> _WHAT YOU NEED TO DO_
Every entry needs to be written out again exactly, with its pictures removed.

START DATA FOR THIS TASK

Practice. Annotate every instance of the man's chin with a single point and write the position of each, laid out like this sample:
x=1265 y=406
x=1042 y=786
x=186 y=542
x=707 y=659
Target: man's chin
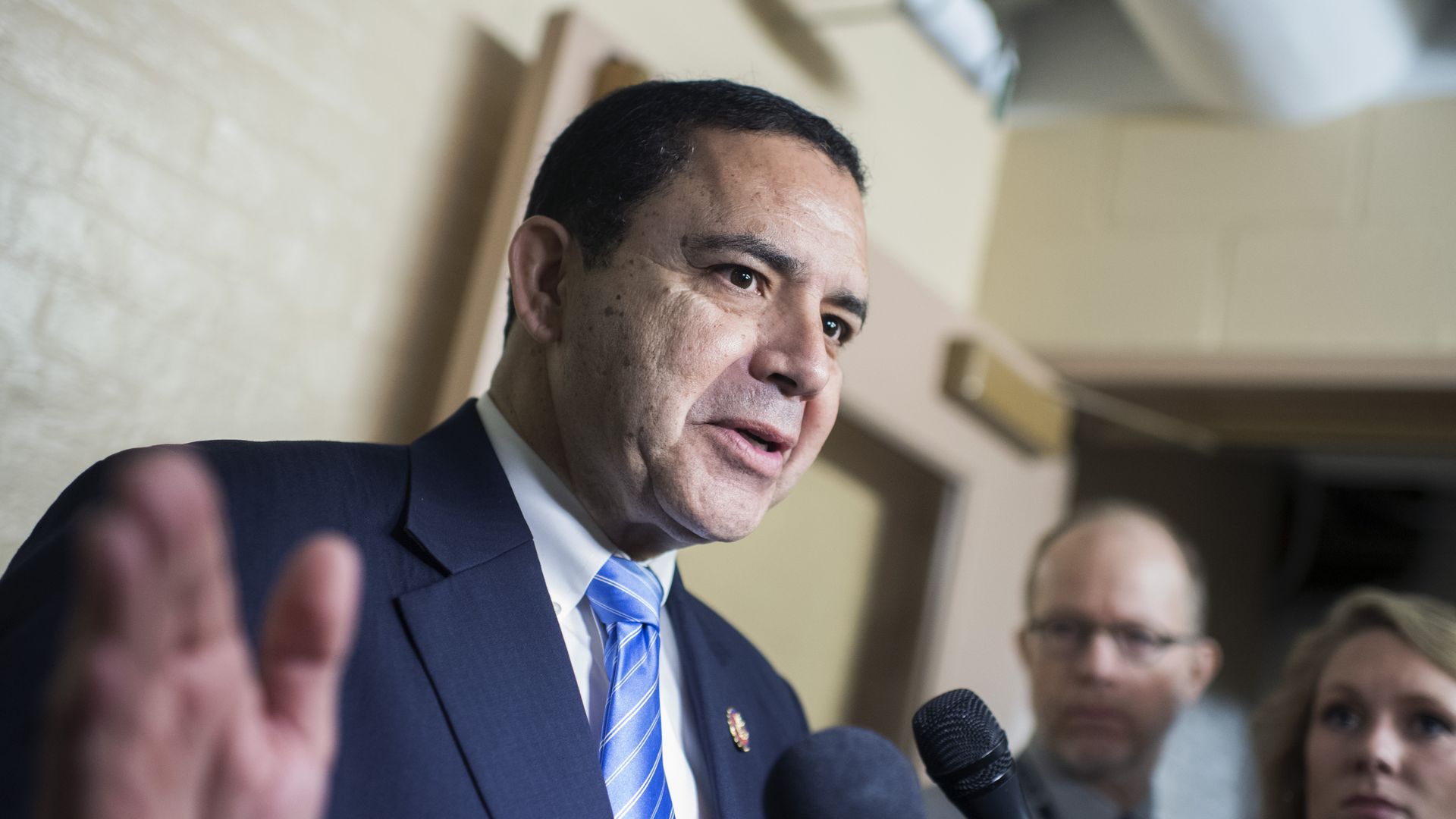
x=718 y=522
x=1094 y=758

END DATA FOR THIS TASK

> _RESPONSE AREA_
Practice. Annotate every instance of the man's chin with a single point and write the position of each, laid out like this sample:
x=1265 y=406
x=1042 y=786
x=186 y=542
x=707 y=659
Target: man's chin
x=718 y=522
x=1094 y=758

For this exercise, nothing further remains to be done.